--- START Article ---

Change Resources for Library Directors/Supervisors

  • LEADERSHIP: Directors/Supervisors have the LEADERSHIP skills to get their staff through disruptive change.

  • ORGANIZATION skills are critical to getting staff prepared for any change.

  • STAFF RECOGNITION: Take time to celebrate after milestones and RECOGNIZE STAFF for their contributions.

  • TRAINING: We know that when people feel informed, they feel empowered so directors/supervisors should factor in time for staff professional development and TRAINING.

Leadership for Directors/Supervisors

RESOURCES

TECHNIQUES

  • Remember, we are not just dealing with a tech change. We are dealing with people! Set up the expectation that staff will be professional and respectful throughout the migration.
  • Work with excuse-makers and overthinkers to create short-term goals. This is a good way to make sure they are productive during a stressful change and not paralyzed by analysis-paralysis.

--- END Article ---
--- START Extracted entries ---

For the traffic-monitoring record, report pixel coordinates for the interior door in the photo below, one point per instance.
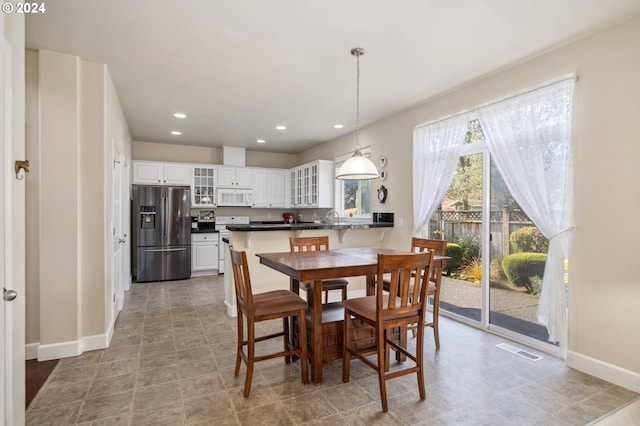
(5, 342)
(118, 234)
(12, 228)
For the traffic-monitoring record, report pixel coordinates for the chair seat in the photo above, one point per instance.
(277, 301)
(331, 284)
(365, 307)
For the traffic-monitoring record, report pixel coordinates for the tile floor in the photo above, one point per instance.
(171, 363)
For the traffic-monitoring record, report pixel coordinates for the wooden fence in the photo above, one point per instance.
(463, 223)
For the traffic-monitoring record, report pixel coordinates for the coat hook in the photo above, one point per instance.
(21, 166)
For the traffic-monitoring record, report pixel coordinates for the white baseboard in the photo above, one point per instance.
(67, 349)
(232, 310)
(31, 351)
(611, 373)
(204, 273)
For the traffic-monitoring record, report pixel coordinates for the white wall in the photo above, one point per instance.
(604, 314)
(207, 155)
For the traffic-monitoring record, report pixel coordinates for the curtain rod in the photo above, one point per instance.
(565, 77)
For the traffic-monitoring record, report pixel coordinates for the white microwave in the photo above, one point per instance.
(234, 196)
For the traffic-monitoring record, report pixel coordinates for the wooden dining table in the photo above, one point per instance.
(316, 266)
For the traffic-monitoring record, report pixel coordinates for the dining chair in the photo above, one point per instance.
(262, 307)
(403, 305)
(438, 248)
(317, 244)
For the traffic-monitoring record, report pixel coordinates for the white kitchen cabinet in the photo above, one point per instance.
(312, 185)
(204, 254)
(203, 186)
(234, 176)
(268, 188)
(157, 173)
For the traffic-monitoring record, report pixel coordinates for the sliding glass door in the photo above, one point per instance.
(498, 254)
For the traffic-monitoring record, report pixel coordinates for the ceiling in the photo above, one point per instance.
(238, 68)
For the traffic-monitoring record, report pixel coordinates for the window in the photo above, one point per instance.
(356, 198)
(353, 197)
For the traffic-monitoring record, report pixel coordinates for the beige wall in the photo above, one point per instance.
(59, 198)
(604, 318)
(73, 117)
(32, 267)
(207, 155)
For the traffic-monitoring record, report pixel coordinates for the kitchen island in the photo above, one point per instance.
(267, 237)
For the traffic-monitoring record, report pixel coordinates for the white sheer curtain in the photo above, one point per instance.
(435, 155)
(529, 137)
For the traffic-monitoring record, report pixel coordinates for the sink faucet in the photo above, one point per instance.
(332, 216)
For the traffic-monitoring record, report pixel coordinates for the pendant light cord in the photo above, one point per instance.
(357, 54)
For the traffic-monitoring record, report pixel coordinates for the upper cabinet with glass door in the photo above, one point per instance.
(311, 185)
(204, 181)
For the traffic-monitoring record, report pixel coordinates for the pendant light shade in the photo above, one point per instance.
(358, 167)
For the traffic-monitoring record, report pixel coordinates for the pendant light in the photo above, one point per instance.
(358, 167)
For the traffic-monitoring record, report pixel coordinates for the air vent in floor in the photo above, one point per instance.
(520, 352)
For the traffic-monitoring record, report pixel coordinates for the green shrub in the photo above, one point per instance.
(472, 270)
(520, 267)
(536, 285)
(529, 240)
(455, 252)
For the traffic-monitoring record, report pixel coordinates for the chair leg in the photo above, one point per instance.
(419, 363)
(239, 345)
(436, 315)
(383, 366)
(250, 357)
(285, 338)
(302, 332)
(346, 341)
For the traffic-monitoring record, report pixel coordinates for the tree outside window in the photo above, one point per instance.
(356, 198)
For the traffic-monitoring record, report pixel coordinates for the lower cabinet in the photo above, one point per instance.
(204, 254)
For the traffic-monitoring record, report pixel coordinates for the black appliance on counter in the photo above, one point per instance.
(382, 217)
(161, 228)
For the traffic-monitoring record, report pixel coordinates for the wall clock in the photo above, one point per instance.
(382, 194)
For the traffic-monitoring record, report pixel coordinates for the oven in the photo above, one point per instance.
(221, 227)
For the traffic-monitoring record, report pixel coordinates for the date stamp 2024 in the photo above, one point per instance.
(24, 8)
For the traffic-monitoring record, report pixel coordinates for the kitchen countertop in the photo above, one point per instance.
(203, 231)
(306, 225)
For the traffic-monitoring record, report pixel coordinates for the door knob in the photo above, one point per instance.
(9, 295)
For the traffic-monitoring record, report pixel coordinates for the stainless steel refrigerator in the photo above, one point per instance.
(161, 225)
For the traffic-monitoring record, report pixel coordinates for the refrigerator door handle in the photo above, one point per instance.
(162, 250)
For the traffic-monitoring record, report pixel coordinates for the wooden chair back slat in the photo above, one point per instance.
(241, 279)
(408, 280)
(309, 243)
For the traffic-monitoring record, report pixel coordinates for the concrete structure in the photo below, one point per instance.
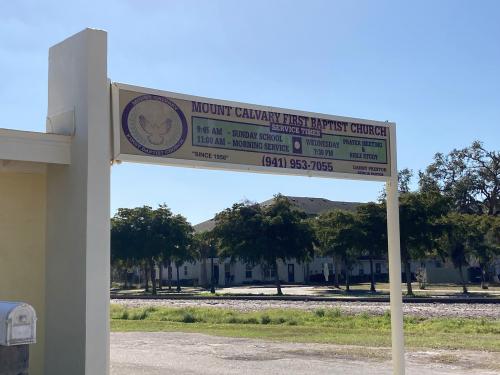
(55, 189)
(54, 213)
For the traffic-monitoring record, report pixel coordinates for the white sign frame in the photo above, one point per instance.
(118, 156)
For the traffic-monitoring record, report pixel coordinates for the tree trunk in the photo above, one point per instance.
(372, 276)
(203, 273)
(347, 272)
(169, 274)
(484, 281)
(278, 284)
(160, 276)
(152, 270)
(146, 278)
(178, 278)
(337, 272)
(464, 286)
(409, 289)
(125, 281)
(212, 280)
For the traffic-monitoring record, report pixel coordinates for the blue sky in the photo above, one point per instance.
(433, 67)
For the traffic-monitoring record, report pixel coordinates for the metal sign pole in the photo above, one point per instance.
(398, 351)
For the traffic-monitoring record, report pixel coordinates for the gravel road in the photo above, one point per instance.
(154, 353)
(377, 308)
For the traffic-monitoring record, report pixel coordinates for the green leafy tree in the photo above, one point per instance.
(484, 243)
(181, 237)
(470, 177)
(137, 237)
(205, 247)
(454, 242)
(418, 215)
(264, 235)
(373, 234)
(338, 234)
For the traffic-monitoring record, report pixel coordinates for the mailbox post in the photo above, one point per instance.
(17, 331)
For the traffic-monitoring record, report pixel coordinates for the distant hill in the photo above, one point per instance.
(311, 206)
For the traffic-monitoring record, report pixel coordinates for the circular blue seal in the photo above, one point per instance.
(154, 125)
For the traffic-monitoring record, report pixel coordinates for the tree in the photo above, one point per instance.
(138, 238)
(418, 215)
(264, 235)
(455, 241)
(470, 177)
(205, 248)
(181, 237)
(338, 235)
(373, 233)
(148, 237)
(483, 240)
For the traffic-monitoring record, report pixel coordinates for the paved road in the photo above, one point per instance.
(378, 308)
(140, 353)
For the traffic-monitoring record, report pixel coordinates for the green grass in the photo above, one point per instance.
(320, 326)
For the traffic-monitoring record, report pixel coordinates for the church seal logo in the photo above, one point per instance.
(154, 125)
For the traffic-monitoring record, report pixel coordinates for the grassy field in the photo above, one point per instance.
(320, 326)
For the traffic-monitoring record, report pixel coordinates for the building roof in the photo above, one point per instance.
(311, 207)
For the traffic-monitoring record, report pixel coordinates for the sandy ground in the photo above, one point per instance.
(414, 309)
(191, 353)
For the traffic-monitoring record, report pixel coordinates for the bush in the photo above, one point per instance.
(265, 319)
(320, 312)
(187, 317)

--- END Extracted entries ---

▶ [Parts of the exercise]
1. List the four areas that the bulleted headings at the top of the library change resources text name.
2. According to the library change resources text, what expectation should be set for staff during the migration?

▶ [Answers given]
1. Leadership, organization, staff recognition, training

2. That staff will be professional and respectful throughout the migration.